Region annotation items
---+---

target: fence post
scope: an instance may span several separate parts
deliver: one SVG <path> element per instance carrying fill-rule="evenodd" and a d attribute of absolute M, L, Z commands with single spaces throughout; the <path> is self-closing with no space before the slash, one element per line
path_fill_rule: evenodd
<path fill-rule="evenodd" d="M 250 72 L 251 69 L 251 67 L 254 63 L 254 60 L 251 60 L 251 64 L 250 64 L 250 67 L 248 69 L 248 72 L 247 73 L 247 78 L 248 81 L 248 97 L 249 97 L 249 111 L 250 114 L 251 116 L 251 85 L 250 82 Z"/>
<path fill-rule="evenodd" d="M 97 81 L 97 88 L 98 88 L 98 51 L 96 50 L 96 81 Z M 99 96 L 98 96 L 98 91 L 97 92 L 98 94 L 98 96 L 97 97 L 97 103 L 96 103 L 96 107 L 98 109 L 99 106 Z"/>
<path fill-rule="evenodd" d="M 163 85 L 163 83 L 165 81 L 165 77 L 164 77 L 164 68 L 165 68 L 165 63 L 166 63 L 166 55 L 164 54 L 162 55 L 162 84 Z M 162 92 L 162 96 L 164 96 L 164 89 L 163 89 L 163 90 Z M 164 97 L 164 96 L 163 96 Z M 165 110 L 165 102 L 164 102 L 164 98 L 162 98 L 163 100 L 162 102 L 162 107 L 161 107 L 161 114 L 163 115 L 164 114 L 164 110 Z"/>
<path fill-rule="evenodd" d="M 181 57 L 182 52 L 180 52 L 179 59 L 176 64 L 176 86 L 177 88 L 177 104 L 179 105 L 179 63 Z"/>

---+---

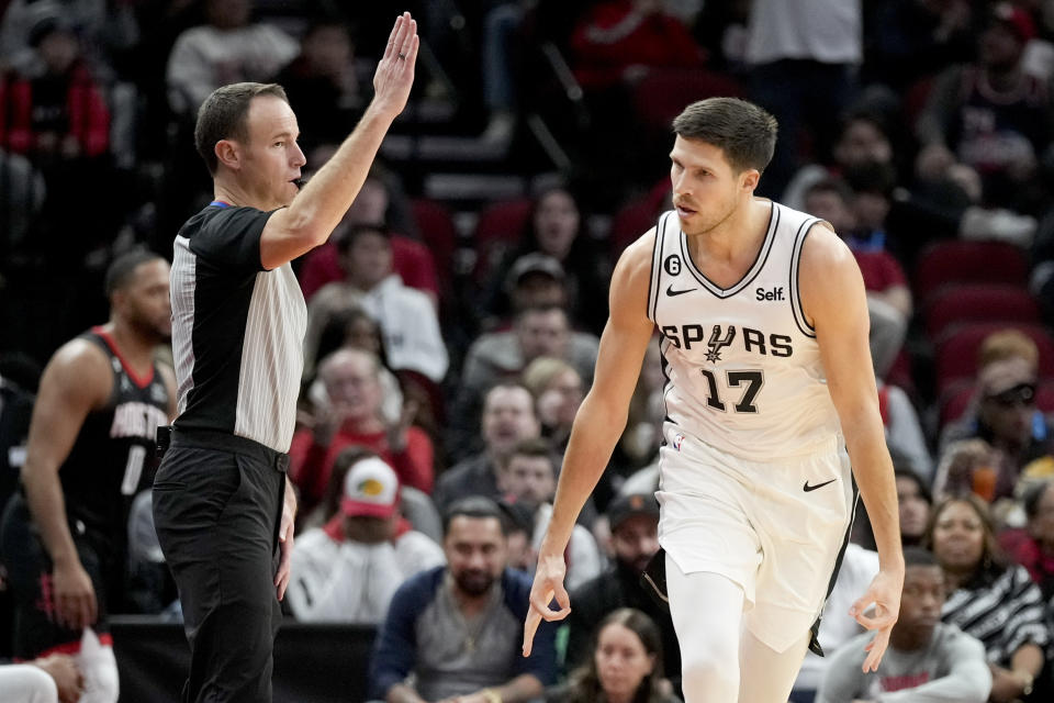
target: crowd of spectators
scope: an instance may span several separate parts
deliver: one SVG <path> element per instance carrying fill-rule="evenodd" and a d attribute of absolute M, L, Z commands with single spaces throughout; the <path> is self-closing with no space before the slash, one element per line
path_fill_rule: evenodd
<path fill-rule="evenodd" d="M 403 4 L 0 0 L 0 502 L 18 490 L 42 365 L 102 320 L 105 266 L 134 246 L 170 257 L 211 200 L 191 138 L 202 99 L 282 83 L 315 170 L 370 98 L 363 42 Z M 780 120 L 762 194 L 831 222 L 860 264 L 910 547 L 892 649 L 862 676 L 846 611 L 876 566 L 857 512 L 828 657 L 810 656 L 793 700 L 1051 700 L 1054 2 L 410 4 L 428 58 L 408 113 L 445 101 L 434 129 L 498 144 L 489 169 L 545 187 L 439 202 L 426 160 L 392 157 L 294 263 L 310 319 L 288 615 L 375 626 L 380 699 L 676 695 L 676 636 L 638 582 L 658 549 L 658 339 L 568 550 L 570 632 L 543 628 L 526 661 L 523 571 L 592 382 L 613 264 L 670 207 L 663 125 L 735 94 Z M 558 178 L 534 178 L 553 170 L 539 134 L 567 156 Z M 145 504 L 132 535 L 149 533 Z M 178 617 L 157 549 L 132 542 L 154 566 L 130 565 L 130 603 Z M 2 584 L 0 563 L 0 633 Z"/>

---+---

■ Given instruction: Turn the stretch from the line containing "target: fence post" through the line containing "97 L 97 103" into a JSON list of strings, one string per line, leaving out any blank lines.

■ Exercise result:
[
  "target: fence post",
  "scope: an instance may span several separate parts",
  "deliver: one SVG <path> element per instance carrying fill-rule=\"evenodd\" and a d attribute of absolute M, L, Z commands with single spaces throughout; the <path> is self-closing with no space before the slash, one element per line",
  "path_fill_rule: evenodd",
  "<path fill-rule=\"evenodd\" d=\"M 250 72 L 251 69 L 251 67 L 254 63 L 254 60 L 251 60 L 251 64 L 250 64 L 250 67 L 248 69 L 248 72 L 247 73 L 247 78 L 248 81 L 248 97 L 249 97 L 249 111 L 250 114 L 251 116 L 251 85 L 250 82 Z\"/>",
  "<path fill-rule=\"evenodd\" d=\"M 97 81 L 97 88 L 98 88 L 98 51 L 96 50 L 96 81 Z M 99 96 L 98 96 L 98 91 L 97 92 L 98 94 L 98 96 L 97 97 L 97 103 L 96 103 L 96 107 L 98 109 L 99 106 Z\"/>"
]